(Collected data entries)
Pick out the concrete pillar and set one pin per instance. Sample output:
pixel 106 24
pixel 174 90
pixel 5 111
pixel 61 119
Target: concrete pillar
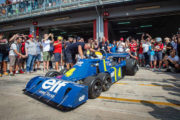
pixel 99 26
pixel 33 30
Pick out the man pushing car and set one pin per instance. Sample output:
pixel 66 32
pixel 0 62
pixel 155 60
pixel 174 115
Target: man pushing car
pixel 76 48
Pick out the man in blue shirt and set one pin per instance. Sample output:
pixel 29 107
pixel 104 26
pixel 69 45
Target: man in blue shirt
pixel 113 47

**What you need to do:**
What is needed is an exact copy of the records above, with no pictures in it.

**Exercise response:**
Pick out the concrete pillar and set one pin per instance. Sample output:
pixel 106 24
pixel 174 90
pixel 5 111
pixel 61 119
Target: concrete pillar
pixel 99 26
pixel 33 30
Pick out the man pushing car and set one pin per instance. Sample output:
pixel 66 32
pixel 0 62
pixel 155 60
pixel 174 115
Target: man pushing car
pixel 76 48
Pick out the man in blue shirt and set one pin per instance. Sample output:
pixel 29 107
pixel 104 26
pixel 69 45
Target: man in blue shirt
pixel 113 47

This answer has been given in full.